** start **

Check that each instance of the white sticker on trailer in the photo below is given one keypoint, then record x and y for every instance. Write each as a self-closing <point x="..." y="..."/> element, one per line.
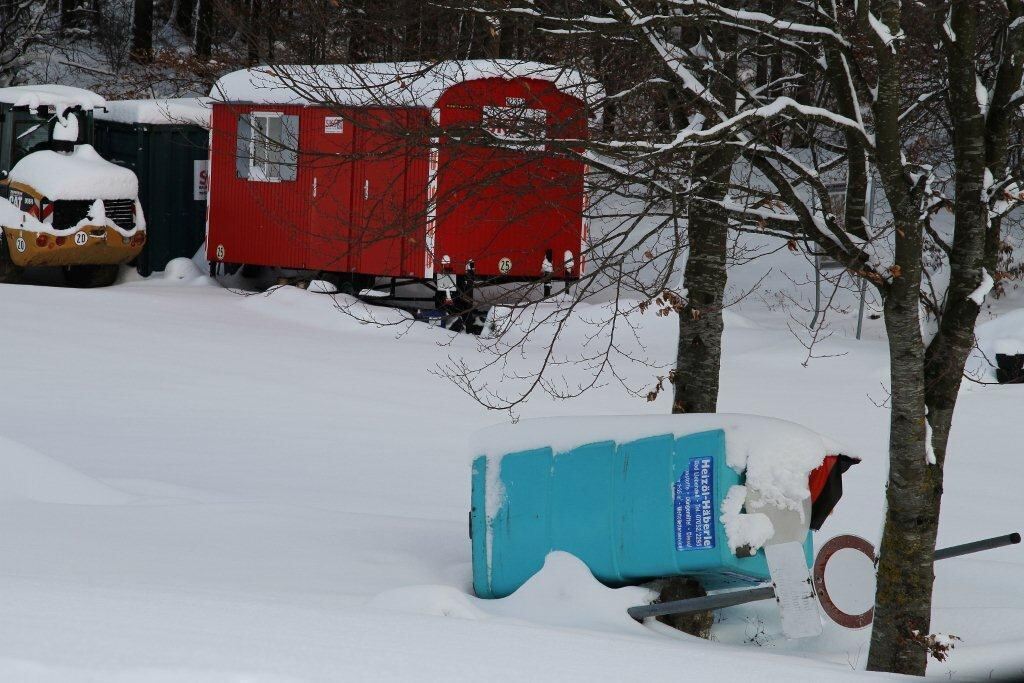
<point x="201" y="179"/>
<point x="798" y="606"/>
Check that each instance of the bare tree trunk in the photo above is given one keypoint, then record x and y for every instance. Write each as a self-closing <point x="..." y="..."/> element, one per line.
<point x="698" y="351"/>
<point x="183" y="15"/>
<point x="253" y="32"/>
<point x="903" y="596"/>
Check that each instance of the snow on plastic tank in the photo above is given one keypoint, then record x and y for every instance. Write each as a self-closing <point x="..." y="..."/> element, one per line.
<point x="638" y="498"/>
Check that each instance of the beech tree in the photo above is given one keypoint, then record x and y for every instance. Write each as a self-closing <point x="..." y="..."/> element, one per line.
<point x="925" y="93"/>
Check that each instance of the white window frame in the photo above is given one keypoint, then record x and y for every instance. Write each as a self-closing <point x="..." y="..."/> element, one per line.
<point x="257" y="173"/>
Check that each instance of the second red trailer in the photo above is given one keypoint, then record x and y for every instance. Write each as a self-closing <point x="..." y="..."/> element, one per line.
<point x="400" y="170"/>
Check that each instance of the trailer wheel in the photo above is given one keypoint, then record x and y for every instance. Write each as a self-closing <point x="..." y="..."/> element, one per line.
<point x="8" y="271"/>
<point x="87" y="276"/>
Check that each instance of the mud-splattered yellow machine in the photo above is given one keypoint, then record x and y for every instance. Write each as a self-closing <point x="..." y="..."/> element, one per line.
<point x="67" y="207"/>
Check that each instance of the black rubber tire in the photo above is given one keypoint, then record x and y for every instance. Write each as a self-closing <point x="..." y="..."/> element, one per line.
<point x="9" y="272"/>
<point x="88" y="276"/>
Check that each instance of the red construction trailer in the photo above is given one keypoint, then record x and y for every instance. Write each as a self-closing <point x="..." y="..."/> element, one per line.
<point x="400" y="170"/>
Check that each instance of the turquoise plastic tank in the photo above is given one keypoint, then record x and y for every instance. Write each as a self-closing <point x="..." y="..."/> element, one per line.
<point x="631" y="511"/>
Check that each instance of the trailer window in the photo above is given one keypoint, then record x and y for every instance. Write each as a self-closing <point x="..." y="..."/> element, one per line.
<point x="269" y="144"/>
<point x="519" y="125"/>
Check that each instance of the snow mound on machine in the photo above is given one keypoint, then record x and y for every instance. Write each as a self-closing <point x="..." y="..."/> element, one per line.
<point x="777" y="456"/>
<point x="28" y="475"/>
<point x="58" y="96"/>
<point x="83" y="174"/>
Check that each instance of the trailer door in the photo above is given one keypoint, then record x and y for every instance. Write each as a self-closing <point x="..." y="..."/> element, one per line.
<point x="382" y="226"/>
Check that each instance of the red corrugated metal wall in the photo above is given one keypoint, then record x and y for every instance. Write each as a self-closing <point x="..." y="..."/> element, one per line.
<point x="359" y="202"/>
<point x="357" y="205"/>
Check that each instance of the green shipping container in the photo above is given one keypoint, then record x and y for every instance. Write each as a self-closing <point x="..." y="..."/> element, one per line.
<point x="166" y="142"/>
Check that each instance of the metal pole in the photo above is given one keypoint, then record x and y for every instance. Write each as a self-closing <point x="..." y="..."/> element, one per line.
<point x="733" y="598"/>
<point x="978" y="546"/>
<point x="817" y="290"/>
<point x="870" y="225"/>
<point x="860" y="313"/>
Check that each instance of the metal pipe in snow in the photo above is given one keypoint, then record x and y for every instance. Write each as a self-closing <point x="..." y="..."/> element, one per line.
<point x="717" y="601"/>
<point x="733" y="598"/>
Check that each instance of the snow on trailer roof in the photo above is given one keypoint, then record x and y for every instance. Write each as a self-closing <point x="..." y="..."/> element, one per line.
<point x="178" y="111"/>
<point x="777" y="456"/>
<point x="390" y="84"/>
<point x="57" y="96"/>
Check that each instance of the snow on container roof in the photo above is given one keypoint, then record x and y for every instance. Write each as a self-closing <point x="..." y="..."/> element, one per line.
<point x="179" y="111"/>
<point x="388" y="84"/>
<point x="57" y="96"/>
<point x="83" y="174"/>
<point x="777" y="456"/>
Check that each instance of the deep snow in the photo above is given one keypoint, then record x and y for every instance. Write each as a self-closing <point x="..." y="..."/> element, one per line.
<point x="202" y="485"/>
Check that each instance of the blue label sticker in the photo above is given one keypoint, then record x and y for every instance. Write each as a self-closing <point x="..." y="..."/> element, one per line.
<point x="694" y="505"/>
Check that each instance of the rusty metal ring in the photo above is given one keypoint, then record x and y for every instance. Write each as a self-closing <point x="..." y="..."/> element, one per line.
<point x="832" y="547"/>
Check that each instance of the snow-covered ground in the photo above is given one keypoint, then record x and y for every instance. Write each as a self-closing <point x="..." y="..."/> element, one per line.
<point x="199" y="485"/>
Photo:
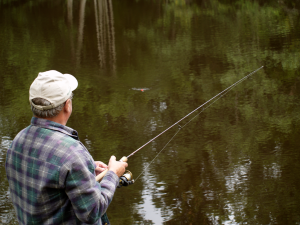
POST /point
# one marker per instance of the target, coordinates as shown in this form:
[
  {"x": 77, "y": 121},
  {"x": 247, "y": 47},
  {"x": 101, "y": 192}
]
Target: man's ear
[{"x": 68, "y": 106}]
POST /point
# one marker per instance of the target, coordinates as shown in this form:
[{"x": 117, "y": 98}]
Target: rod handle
[{"x": 101, "y": 175}]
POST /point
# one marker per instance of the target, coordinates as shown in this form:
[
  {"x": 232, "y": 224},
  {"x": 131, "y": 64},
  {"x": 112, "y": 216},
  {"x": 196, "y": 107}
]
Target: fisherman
[{"x": 50, "y": 172}]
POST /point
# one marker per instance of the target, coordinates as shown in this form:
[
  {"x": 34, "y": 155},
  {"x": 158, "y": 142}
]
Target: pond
[{"x": 144, "y": 65}]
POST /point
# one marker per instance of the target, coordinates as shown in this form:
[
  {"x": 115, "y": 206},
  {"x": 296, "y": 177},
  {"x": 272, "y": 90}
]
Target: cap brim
[{"x": 72, "y": 81}]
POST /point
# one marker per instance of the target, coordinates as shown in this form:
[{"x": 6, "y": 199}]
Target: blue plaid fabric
[{"x": 52, "y": 177}]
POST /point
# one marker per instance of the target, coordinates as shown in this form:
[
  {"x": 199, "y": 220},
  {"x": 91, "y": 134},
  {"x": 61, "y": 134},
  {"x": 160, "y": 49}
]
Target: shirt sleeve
[{"x": 89, "y": 198}]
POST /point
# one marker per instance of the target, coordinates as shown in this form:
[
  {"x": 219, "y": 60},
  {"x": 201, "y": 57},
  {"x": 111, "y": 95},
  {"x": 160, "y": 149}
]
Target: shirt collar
[{"x": 54, "y": 126}]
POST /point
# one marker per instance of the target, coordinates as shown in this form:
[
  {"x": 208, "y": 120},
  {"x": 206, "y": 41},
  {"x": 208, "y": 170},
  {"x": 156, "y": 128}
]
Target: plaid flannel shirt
[{"x": 52, "y": 177}]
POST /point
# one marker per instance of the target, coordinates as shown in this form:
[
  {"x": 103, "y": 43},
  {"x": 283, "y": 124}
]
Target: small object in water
[{"x": 140, "y": 89}]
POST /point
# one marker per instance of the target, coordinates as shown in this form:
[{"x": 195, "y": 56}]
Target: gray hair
[{"x": 46, "y": 113}]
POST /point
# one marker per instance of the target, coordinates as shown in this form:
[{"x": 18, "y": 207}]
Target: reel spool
[{"x": 126, "y": 179}]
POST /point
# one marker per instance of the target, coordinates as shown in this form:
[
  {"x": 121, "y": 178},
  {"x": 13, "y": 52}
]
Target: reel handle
[{"x": 101, "y": 175}]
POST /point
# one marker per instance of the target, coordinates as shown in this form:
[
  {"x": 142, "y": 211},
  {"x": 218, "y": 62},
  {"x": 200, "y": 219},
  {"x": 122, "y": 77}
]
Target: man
[{"x": 51, "y": 174}]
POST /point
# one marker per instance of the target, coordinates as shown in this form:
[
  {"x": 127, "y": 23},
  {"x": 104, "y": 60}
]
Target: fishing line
[{"x": 216, "y": 98}]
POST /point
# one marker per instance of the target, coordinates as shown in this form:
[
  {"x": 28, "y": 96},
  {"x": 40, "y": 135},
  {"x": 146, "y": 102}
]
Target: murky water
[{"x": 143, "y": 65}]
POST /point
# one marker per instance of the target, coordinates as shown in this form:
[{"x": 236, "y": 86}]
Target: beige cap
[{"x": 52, "y": 86}]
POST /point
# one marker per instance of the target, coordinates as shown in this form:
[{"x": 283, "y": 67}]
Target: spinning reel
[{"x": 126, "y": 179}]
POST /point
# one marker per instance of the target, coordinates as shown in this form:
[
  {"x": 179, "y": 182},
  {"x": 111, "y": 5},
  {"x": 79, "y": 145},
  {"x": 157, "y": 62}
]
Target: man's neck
[{"x": 57, "y": 119}]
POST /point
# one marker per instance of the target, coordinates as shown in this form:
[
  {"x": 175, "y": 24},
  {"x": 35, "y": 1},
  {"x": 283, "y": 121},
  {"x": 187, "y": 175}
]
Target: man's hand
[
  {"x": 116, "y": 166},
  {"x": 100, "y": 167}
]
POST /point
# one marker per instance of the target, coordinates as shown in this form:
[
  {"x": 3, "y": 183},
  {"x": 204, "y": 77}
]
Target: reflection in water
[{"x": 105, "y": 32}]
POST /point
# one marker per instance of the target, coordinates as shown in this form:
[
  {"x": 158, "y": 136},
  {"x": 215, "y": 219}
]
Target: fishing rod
[{"x": 127, "y": 178}]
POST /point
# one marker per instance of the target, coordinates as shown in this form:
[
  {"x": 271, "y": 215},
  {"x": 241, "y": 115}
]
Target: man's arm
[{"x": 89, "y": 199}]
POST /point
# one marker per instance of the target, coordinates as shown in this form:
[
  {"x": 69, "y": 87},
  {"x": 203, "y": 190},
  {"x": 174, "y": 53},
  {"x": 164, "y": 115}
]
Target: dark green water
[{"x": 236, "y": 163}]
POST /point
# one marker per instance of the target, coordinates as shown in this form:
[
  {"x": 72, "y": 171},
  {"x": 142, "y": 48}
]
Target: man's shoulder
[{"x": 49, "y": 145}]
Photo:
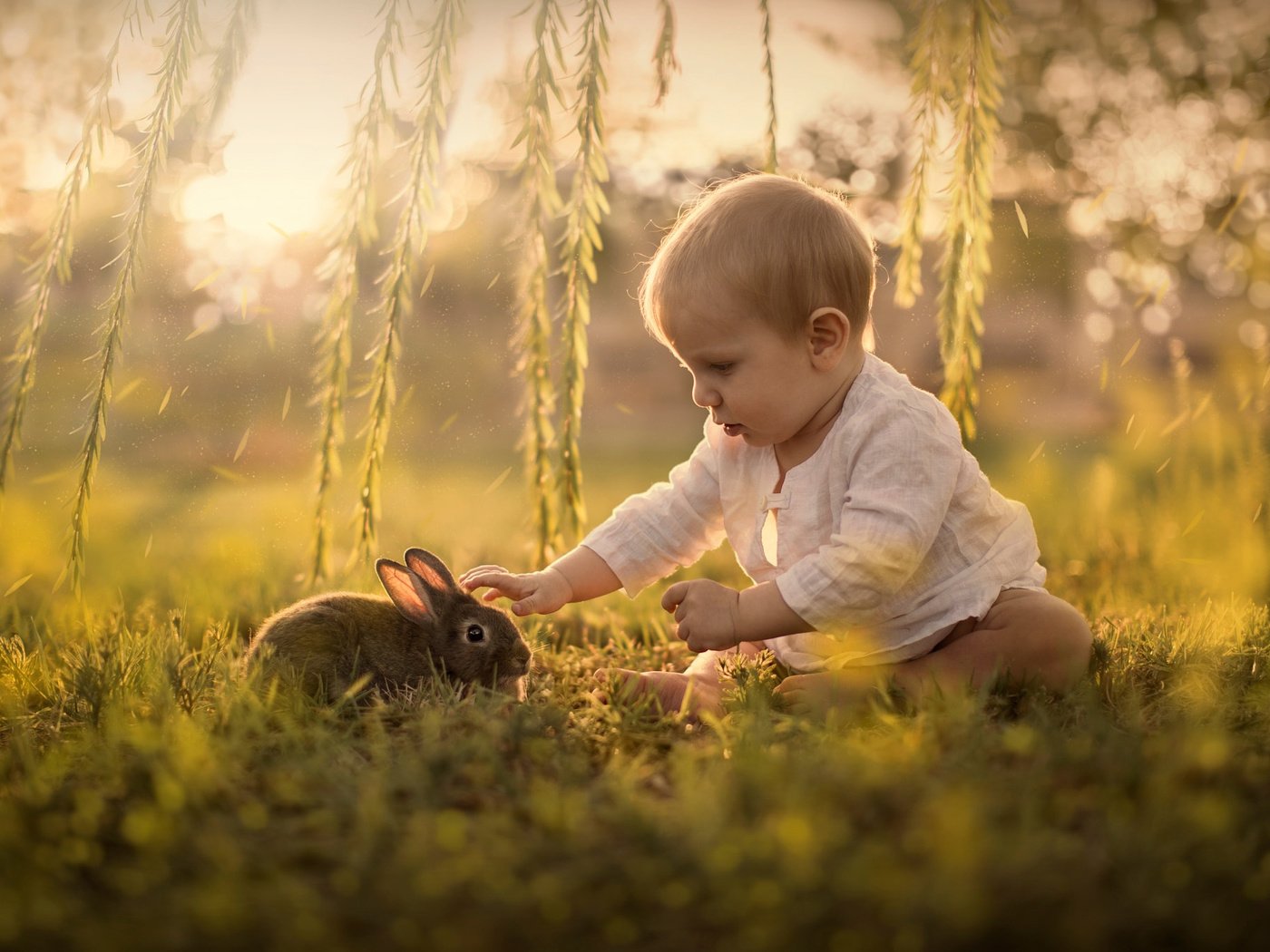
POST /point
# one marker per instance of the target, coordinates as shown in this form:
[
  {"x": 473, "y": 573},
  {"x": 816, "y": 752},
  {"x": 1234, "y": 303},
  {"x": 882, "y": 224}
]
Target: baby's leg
[
  {"x": 1028, "y": 636},
  {"x": 695, "y": 691}
]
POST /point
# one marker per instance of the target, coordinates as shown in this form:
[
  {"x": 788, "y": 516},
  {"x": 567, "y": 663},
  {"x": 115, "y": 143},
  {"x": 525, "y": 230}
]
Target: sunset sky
[{"x": 295, "y": 103}]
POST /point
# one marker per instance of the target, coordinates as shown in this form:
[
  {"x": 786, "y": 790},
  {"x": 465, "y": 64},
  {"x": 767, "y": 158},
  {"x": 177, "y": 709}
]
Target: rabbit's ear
[
  {"x": 408, "y": 592},
  {"x": 431, "y": 568}
]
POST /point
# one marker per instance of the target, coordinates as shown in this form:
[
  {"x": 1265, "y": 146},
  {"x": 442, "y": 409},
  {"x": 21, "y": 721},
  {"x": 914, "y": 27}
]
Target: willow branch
[
  {"x": 663, "y": 56},
  {"x": 770, "y": 156},
  {"x": 397, "y": 279},
  {"x": 542, "y": 200},
  {"x": 229, "y": 59},
  {"x": 54, "y": 260},
  {"x": 180, "y": 47},
  {"x": 965, "y": 263},
  {"x": 586, "y": 207},
  {"x": 356, "y": 230},
  {"x": 930, "y": 84}
]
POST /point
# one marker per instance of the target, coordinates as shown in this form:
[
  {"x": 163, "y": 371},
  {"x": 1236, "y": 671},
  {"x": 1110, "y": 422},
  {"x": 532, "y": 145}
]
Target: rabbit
[{"x": 427, "y": 626}]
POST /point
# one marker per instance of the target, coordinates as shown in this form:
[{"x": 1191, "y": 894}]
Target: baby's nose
[{"x": 704, "y": 396}]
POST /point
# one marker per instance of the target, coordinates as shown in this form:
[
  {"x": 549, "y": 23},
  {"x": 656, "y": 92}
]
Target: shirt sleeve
[
  {"x": 904, "y": 473},
  {"x": 670, "y": 524}
]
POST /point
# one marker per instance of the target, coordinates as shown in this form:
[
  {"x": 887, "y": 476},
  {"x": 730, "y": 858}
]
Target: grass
[{"x": 151, "y": 799}]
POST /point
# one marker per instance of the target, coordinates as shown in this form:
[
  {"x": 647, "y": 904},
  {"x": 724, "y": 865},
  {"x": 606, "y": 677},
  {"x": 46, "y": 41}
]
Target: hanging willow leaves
[
  {"x": 355, "y": 230},
  {"x": 230, "y": 57},
  {"x": 180, "y": 47},
  {"x": 663, "y": 56},
  {"x": 397, "y": 278},
  {"x": 930, "y": 88},
  {"x": 54, "y": 262},
  {"x": 586, "y": 207},
  {"x": 968, "y": 231},
  {"x": 770, "y": 152},
  {"x": 542, "y": 205}
]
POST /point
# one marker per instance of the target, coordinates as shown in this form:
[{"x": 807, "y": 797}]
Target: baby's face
[{"x": 758, "y": 384}]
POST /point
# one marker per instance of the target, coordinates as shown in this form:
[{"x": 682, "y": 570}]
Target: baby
[{"x": 878, "y": 549}]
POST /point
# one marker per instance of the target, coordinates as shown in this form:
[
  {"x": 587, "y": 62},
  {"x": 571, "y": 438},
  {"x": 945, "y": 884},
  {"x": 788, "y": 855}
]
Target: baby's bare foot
[{"x": 673, "y": 692}]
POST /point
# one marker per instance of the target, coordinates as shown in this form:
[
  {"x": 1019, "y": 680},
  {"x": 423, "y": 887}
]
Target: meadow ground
[{"x": 149, "y": 799}]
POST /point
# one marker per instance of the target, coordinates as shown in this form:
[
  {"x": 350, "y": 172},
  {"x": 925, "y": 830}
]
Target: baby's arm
[
  {"x": 711, "y": 616},
  {"x": 575, "y": 577}
]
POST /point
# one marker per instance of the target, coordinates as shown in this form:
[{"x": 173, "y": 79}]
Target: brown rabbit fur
[{"x": 425, "y": 627}]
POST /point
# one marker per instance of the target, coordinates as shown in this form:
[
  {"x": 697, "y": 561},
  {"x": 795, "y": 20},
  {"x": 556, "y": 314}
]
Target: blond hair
[{"x": 777, "y": 247}]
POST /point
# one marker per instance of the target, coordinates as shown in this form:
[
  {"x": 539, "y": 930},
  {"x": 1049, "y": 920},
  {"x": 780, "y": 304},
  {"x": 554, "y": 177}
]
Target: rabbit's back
[{"x": 326, "y": 640}]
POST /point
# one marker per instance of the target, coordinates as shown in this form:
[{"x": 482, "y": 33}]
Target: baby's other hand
[
  {"x": 532, "y": 593},
  {"x": 708, "y": 613}
]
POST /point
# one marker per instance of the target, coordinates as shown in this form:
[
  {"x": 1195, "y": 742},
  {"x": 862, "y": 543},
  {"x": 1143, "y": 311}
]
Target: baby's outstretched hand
[
  {"x": 531, "y": 593},
  {"x": 708, "y": 613}
]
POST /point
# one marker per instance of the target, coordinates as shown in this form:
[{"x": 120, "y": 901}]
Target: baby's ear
[
  {"x": 408, "y": 592},
  {"x": 828, "y": 332}
]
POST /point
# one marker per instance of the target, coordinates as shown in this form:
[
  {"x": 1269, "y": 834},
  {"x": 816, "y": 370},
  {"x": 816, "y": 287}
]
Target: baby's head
[{"x": 774, "y": 248}]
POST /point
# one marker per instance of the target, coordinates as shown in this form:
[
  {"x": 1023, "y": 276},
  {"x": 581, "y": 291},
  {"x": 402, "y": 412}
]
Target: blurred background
[{"x": 1128, "y": 306}]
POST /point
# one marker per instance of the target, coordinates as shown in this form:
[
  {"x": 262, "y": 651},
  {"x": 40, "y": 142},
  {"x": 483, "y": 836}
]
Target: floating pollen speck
[
  {"x": 16, "y": 586},
  {"x": 499, "y": 480}
]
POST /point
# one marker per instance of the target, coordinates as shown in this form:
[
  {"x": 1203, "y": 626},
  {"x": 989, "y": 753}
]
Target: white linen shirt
[{"x": 886, "y": 536}]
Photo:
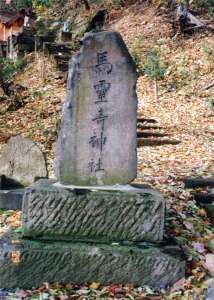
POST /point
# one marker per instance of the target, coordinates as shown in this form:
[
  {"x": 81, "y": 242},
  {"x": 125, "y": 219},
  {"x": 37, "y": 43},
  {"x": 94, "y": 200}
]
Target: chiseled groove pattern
[
  {"x": 94, "y": 215},
  {"x": 79, "y": 264}
]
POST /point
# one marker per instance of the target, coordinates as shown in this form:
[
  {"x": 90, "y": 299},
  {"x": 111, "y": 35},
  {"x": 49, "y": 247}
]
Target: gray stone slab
[
  {"x": 97, "y": 140},
  {"x": 22, "y": 160},
  {"x": 11, "y": 199},
  {"x": 51, "y": 212},
  {"x": 31, "y": 263}
]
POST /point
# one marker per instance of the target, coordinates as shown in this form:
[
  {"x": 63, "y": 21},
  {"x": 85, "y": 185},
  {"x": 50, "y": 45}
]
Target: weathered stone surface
[
  {"x": 56, "y": 213},
  {"x": 31, "y": 263},
  {"x": 11, "y": 199},
  {"x": 210, "y": 291},
  {"x": 97, "y": 140},
  {"x": 22, "y": 160}
]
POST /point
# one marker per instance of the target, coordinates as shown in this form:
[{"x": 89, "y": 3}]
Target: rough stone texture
[
  {"x": 11, "y": 199},
  {"x": 56, "y": 213},
  {"x": 22, "y": 160},
  {"x": 31, "y": 263},
  {"x": 97, "y": 140}
]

** end **

• _DESCRIPTION OF THE TASK_:
Pull out every line in the records above that contains the word "blue", and copy each one unchanged.

• _WRITTEN RESPONSE_:
Check that each instance of the blue label sticker in the photo above is given one keypoint, then record x and y for every instance. Write each as a self-closing <point x="..." y="..."/> element, one per line.
Target: blue plaid fabric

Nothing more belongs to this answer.